━━━━━ PASSAGE SHOWN

Champions of the Flyway!

Showing posts with label Whimbrel. Show all posts
Showing posts with label Whimbrel. Show all posts

Wednesday, August 7, 2013

Filey, 26th July - 6th August 2013

Garganey at the Tip

An enjoyable and pleasantly varied twelve-day stretch here in Filey; once again the extended time-frame for this bulletin happily reflects not a lack of material (as might be expected at this time of year) but, on the contrary, plenty of other subject matter to plunder and a reflection of much spare time spent out in the field (as opposed to indoors, messing around with blogs and the like).

Wood Sandpiper at the Dams

Efforts have been focused both on the Dams for a rich and varied turnover of passage waders, and the Brigg for passing, resting and feeding coastal species. Both have entertained greatly over the period, ensuring the expected midsummer doldrums effectively failed to materialise at all this year.

Sanderlings on the Brigg

Beginning at the Dams: despite the tall vegetation surrounding the pools (due for a cut this week, so it may well get better still anon), the exposed edges of mud have consistently pulled down a range of waders - hence, daily visits, often early in the morning and then at various other times of day depending on conditions.

Common Darter, Parish Wood

The turnover of species has been highly entertaining, and (while not always entirely rain-dependent) often much more dynamic after thunderstorms and weather fronts have moved through. In the last fortnight, I've caught up with Avocets (three), a Little Ringed Plover, Lapwing (up to 56), Wood Sandpiper (several), Green Sandpiper (up to five), Common Sandpiper (up to five), Redshank .....

Sparrowhawk pursuing Dunlin at the Dams

..... Greenshank (up to three), Dunlin (up to eleven), Black-tailed Godwit (up to eight), Curlew, Whimbrel (up to four), Common Snipe (up to three) and Ruff (up to seven) at this comparatively tiny site alone, totalling fourteen species there.

Sanderling and Dunlins over the tip of the Brigg

On / over the Brigg, meanwhile, and the roll-call goes on: Ringed Plovers (up to ten), Purple Sandpipers (up to seven), Golden Plovers (a handful through and odd ones down), Knot (big numbers during sea-watches of up to three hundred, and up to sixty on the Brigg), Sanderling (over a hundred through on good days, and usually at least handful in situ), Turnstones (ditto)........

Adult summer Dunlin on the Brigg

..... Oystercatchers (ditto), Dunlins (three figures through on several days, and up to 25 present on the Brigg), Common Sandpipers (odd ones through and down), odd Green Sandpipers and Greenshanks through, occasional Bar-tailed Godwits, Curlews, and Whimbrels (impressive three-figure tallies, including many large flocks).

Little Ringed Plover at the Dams

So without really trying - or indeed the presence of any scarcer possibilities (Spotted Redshank, Little Stint, Curlew Sandpiper, you know where we are) - twenty-one wader species have entered the notebook within the last fortnight.

Turnstones on the Brigg

A Garganey (which we found skulking at the Tip pools on 4th) was a nice bonus a few days ago and only the second of the year locally; it later relocated to the Dams, and was still around the next day at least.

━━━━━━━━━━
━━━━━ DATASET EXCERPT

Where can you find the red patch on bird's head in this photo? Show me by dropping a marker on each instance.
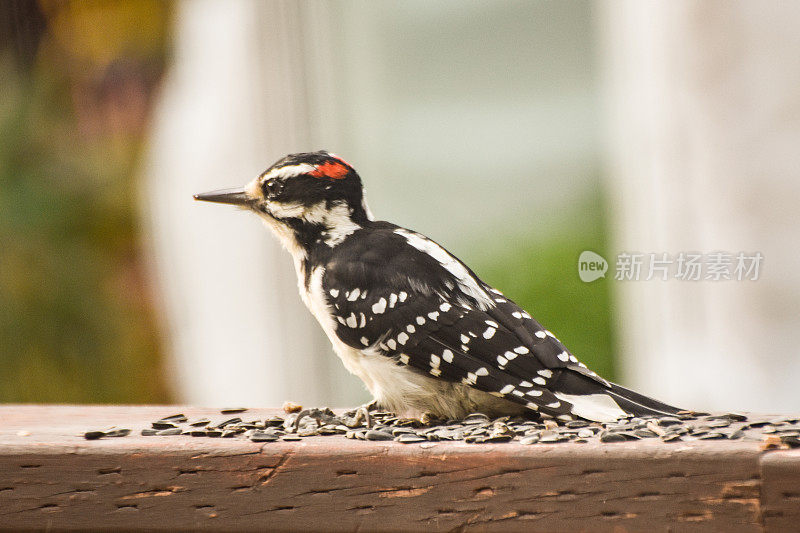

━━━━━━━━━━

EXERCISE INSTRUCTIONS:
1. According to the Filey birding post, how many wader species entered the notebook within the last fortnight?
2. Please return, word for word, the part of the Filey birding post that opens with the words containing "Little Ringed Plover at" and closes with "day at least.".

SOLUTION SET:
1. Twenty-one.

2.
Little Ringed Plover at the Dams

So without really trying - or indeed the presence of any scarcer possibilities (Spotted Redshank, Little Stint, Curlew Sandpiper, you know where we are) - twenty-one wader species have entered the notebook within the last fortnight.

Turnstones on the Brigg

A Garganey (which we found skulking at the Tip pools on 4th) was a nice bonus a few days ago and only the second of the year locally; it later relocated to the Dams, and was still around the next day at least.